** begin TEXT **

More problems with the Suzuki RG250. First practice it didn't go well. After float level adjusted on right carb, second practice performed ok. As we has changed it to Yamaha wheels and front fork, we are happy that it handles very good. Reason for change was that slicks are unobtainable in 18". It competes in a 80-87 class, 600cc 4-stroke or 400cc 2-stroke. First race as expected, went well in the corners but lacked speed on the straights. On warm up second day, it shattered the clutch. Hopefully, I can find another clutch in the barn.
Next race 6th July.
PJ raised a very valid point. There is a finite limit above which rings will flutter. On our old CB77 motors (54mm stroke) that limit for stock rings was just under 10,000. With a shorter stroke yours should be a little higher. But for sustained high RPM you need pistons that have thinner rings if you rev it hard. On the CB77 it was initially built with super light valve train and big valves and it revved to 12,000 but didn't last. We ended up with stock valves and higher compression and created a true squish band and in that configuration it did not rev as high but came out of corners much harder and that made a huge difference.
With a 56mm stroke and heavy, tall pistons, that's not so easy to replicate, but take a look next off-season to see what you can do to improve squish with a flat(ish) combustion chamber.
Ooops. Next race on the 29th June. Nothing to do with the trusty Honda. So we fixed the RG clutch, and a faulty fairing fastener and loaded the bikes and all other things in the racevan. Next problem will be to transport the Manx to the race. Managed to wreck the pickup yesterday, never experienced an airbag before. So now borrowing a horsebox.

** end TEXT **

* **TASK SET**
1. Answer from the text:
(a) Why was the Suzuki RG250 changed to Yamaha wheels?
(b) What was the stroke of the old CB77 motors?
(c) What is being borrowed to transport the Manx?
2. Restate word for word the part of the text that opens with the words containing "Next race 6th" and closes with "a huge difference.".
The lines after this have no connection to the text.

** begin ENTRIES SUPPLIED **

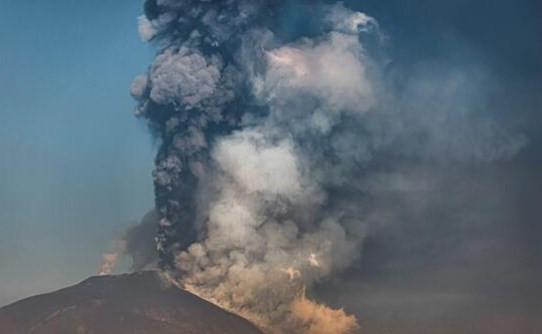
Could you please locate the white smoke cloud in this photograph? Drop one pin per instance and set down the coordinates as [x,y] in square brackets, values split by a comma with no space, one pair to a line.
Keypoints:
[266,154]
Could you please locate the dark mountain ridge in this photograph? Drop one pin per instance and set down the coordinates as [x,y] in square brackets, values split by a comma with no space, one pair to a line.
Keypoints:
[139,303]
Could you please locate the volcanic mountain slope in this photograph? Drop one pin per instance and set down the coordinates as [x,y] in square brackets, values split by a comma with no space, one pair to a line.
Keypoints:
[139,303]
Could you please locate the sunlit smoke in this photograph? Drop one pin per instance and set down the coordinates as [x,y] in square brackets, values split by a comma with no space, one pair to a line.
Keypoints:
[266,149]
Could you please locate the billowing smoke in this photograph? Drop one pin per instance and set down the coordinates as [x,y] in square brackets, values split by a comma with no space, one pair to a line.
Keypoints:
[138,243]
[267,142]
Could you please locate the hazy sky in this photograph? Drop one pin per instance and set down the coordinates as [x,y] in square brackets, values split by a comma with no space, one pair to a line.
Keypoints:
[75,164]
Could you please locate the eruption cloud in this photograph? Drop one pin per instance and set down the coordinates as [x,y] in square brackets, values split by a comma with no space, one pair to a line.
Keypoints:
[266,145]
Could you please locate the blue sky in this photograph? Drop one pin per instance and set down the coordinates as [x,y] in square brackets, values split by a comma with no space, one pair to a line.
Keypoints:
[75,163]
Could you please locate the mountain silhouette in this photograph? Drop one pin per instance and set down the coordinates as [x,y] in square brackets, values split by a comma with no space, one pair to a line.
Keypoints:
[139,303]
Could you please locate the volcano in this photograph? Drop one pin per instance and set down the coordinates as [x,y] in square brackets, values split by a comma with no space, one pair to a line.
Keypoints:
[139,303]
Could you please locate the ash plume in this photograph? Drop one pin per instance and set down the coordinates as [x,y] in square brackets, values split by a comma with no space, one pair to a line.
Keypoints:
[269,141]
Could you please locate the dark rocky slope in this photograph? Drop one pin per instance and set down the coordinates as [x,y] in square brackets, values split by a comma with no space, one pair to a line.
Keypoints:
[139,303]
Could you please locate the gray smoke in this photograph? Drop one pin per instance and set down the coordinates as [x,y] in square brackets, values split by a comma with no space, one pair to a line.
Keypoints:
[272,142]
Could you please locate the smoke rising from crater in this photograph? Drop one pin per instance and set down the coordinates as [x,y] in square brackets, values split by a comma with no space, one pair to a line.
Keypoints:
[268,143]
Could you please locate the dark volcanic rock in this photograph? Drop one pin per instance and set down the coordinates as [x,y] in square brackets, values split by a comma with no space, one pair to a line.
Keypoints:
[138,303]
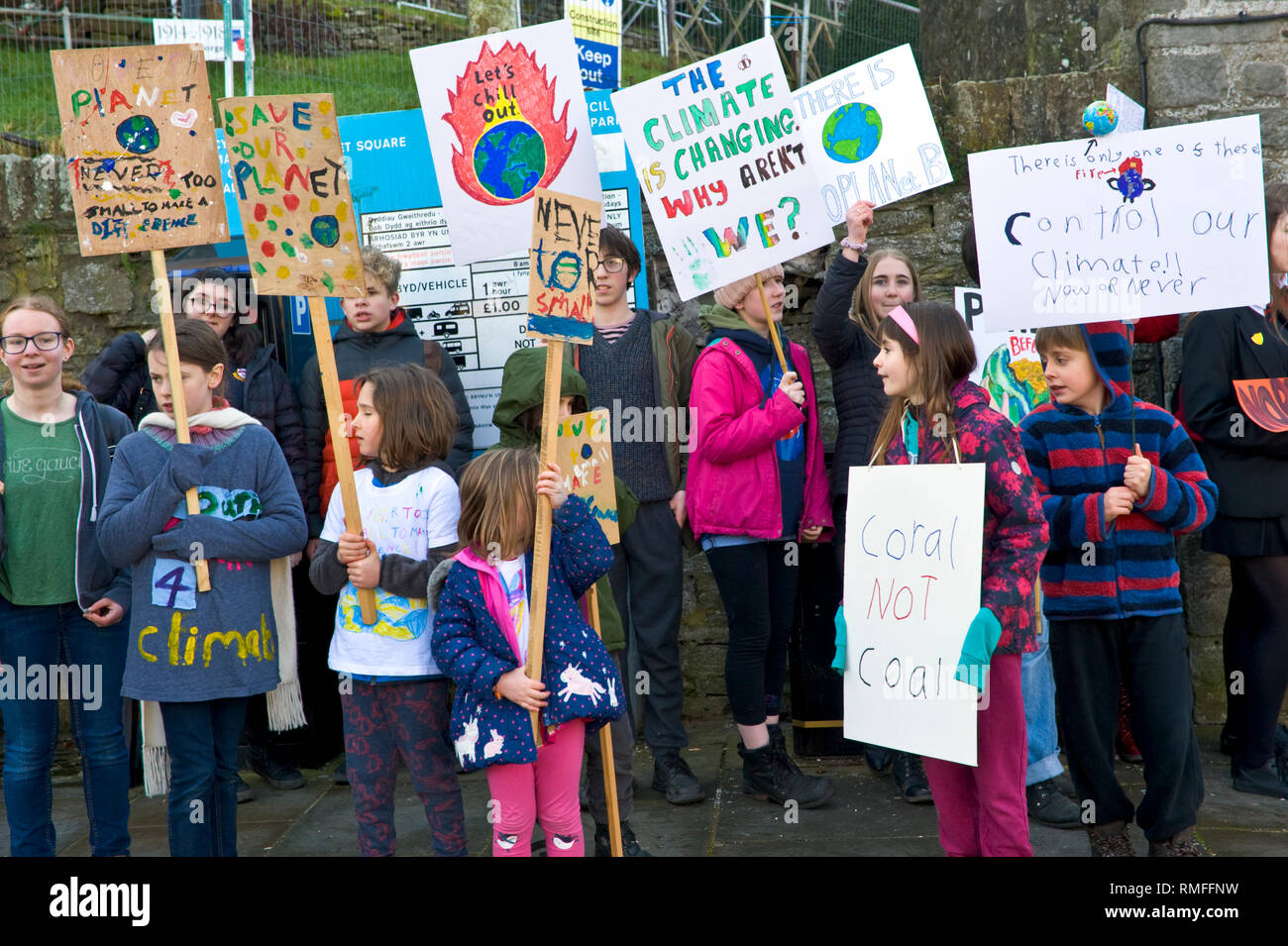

** end ENTRIES SUPPLIED **

* **RESULTS IN ORDER**
1.
(a) Slicks are unobtainable in 18".
(b) 54mm.
(c) A horsebox.

2.
Next race 6th July.
PJ raised a very valid point. There is a finite limit above which rings will flutter. On our old CB77 motors (54mm stroke) that limit for stock rings was just under 10,000. With a shorter stroke yours should be a little higher. But for sustained high RPM you need pistons that have thinner rings if you rev it hard. On the CB77 it was initially built with super light valve train and big valves and it revved to 12,000 but didn't last. We ended up with stock valves and higher compression and created a true squish band and in that configuration it did not rev as high but came out of corners much harder and that made a huge difference.